▶ _Entries_:
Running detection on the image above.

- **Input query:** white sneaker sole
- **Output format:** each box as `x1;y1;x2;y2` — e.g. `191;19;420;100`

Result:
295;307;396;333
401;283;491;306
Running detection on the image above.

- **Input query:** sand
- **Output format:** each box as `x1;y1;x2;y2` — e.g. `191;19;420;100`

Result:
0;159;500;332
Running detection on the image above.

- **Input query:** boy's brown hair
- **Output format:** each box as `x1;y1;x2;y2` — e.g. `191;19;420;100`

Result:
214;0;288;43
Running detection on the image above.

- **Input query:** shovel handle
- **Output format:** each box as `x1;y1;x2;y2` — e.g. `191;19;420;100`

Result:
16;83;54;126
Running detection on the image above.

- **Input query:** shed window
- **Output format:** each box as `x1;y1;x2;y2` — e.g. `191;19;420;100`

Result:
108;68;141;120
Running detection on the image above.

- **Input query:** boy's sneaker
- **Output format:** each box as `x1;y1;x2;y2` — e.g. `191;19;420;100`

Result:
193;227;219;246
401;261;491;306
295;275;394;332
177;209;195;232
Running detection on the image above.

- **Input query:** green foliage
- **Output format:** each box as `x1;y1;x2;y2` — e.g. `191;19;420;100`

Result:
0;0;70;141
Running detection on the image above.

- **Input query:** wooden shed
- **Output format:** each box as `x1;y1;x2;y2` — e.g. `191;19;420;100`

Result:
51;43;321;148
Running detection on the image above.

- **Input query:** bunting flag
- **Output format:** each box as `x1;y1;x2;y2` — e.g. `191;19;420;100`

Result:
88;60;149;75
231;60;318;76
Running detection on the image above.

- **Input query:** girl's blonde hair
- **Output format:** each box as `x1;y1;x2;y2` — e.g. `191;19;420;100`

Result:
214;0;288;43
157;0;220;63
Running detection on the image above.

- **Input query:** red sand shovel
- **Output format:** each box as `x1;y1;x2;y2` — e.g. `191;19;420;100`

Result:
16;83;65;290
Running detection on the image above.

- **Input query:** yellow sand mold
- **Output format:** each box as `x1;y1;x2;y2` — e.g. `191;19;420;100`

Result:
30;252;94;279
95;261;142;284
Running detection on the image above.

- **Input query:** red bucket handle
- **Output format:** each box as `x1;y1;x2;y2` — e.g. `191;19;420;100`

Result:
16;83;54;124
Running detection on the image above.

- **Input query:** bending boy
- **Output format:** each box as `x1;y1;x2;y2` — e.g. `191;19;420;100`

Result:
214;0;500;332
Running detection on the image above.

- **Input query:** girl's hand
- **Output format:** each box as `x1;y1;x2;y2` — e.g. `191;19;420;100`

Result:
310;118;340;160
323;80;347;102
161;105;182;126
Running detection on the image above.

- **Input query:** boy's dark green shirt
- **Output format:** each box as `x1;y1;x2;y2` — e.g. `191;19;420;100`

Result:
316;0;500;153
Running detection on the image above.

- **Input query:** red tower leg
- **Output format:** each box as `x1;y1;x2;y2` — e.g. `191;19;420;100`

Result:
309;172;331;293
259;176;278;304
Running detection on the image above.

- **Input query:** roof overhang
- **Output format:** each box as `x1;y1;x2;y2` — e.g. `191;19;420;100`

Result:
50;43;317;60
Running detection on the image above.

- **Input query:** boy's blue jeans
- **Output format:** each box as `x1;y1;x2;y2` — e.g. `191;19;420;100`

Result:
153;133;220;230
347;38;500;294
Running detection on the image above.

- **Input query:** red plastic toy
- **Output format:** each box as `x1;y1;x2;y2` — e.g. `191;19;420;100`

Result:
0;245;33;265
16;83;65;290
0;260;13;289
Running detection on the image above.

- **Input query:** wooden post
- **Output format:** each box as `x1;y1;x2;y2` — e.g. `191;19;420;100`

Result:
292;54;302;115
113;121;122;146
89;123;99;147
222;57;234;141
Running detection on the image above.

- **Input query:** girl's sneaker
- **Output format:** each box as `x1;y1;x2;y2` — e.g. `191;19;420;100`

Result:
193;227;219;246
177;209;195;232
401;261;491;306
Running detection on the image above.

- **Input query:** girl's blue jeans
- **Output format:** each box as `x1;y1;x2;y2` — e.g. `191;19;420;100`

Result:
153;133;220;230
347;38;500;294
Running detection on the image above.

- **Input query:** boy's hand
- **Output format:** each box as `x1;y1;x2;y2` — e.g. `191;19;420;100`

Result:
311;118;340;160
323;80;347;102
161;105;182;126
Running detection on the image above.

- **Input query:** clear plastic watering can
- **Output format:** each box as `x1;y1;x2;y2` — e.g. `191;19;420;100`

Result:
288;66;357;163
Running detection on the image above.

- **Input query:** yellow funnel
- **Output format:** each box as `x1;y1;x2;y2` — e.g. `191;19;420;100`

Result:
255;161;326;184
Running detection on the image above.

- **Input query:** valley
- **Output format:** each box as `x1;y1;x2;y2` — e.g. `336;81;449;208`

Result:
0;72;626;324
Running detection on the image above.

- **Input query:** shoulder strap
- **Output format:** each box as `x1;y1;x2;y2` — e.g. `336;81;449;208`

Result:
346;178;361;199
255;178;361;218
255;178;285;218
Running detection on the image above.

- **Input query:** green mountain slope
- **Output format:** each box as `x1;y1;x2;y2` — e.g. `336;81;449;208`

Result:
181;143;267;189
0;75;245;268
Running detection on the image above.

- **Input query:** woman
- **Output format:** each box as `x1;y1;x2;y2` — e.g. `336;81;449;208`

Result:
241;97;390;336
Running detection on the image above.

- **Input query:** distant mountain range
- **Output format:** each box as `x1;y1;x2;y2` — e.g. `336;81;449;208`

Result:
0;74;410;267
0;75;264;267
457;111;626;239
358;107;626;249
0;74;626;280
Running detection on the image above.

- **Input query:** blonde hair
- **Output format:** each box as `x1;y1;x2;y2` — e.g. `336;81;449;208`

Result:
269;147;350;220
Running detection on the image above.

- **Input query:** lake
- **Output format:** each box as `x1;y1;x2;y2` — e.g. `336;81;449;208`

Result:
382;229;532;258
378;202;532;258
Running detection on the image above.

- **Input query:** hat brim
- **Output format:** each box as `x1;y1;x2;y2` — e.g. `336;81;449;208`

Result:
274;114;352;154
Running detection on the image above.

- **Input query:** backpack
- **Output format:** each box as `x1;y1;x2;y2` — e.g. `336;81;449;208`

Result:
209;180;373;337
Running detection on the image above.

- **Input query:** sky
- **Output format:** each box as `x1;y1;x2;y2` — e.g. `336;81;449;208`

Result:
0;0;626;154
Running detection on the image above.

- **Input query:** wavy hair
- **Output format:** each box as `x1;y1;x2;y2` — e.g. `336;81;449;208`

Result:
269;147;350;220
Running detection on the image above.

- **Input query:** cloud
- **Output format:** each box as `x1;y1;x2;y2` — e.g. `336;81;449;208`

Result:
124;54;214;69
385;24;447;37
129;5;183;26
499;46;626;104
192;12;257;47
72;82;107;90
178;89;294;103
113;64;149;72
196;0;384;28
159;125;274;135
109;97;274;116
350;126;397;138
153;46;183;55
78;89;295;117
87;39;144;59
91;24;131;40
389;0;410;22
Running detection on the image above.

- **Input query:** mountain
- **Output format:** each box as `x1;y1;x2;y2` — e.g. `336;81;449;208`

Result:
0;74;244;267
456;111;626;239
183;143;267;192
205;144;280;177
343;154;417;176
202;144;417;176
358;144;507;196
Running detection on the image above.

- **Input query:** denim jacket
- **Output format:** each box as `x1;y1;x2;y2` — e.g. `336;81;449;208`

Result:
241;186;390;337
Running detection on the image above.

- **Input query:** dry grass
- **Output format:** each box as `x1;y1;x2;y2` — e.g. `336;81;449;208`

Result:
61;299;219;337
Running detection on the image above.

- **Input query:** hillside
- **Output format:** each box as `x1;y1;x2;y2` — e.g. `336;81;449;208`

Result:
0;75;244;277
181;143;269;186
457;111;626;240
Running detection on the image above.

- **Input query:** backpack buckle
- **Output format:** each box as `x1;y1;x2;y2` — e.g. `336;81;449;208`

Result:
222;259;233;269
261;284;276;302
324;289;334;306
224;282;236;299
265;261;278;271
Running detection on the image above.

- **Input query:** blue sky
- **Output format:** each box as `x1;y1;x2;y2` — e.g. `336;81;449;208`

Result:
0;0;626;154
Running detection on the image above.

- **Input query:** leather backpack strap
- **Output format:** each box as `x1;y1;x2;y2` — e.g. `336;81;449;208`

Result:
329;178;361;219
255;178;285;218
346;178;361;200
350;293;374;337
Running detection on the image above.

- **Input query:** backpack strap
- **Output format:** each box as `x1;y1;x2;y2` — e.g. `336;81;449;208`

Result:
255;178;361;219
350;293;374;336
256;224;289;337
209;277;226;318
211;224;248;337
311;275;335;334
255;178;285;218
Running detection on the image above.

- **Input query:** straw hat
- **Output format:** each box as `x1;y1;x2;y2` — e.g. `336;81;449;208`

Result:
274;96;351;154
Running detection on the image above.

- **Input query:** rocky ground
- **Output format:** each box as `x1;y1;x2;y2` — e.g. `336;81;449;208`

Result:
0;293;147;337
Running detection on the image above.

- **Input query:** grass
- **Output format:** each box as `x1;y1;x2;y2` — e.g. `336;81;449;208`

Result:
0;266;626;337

▶ _Stated goal_:
Return every line in the rows above that contains the word "handle".

▶ _Correct output_:
- **Input query:** shovel handle
- **Input query:** red bucket handle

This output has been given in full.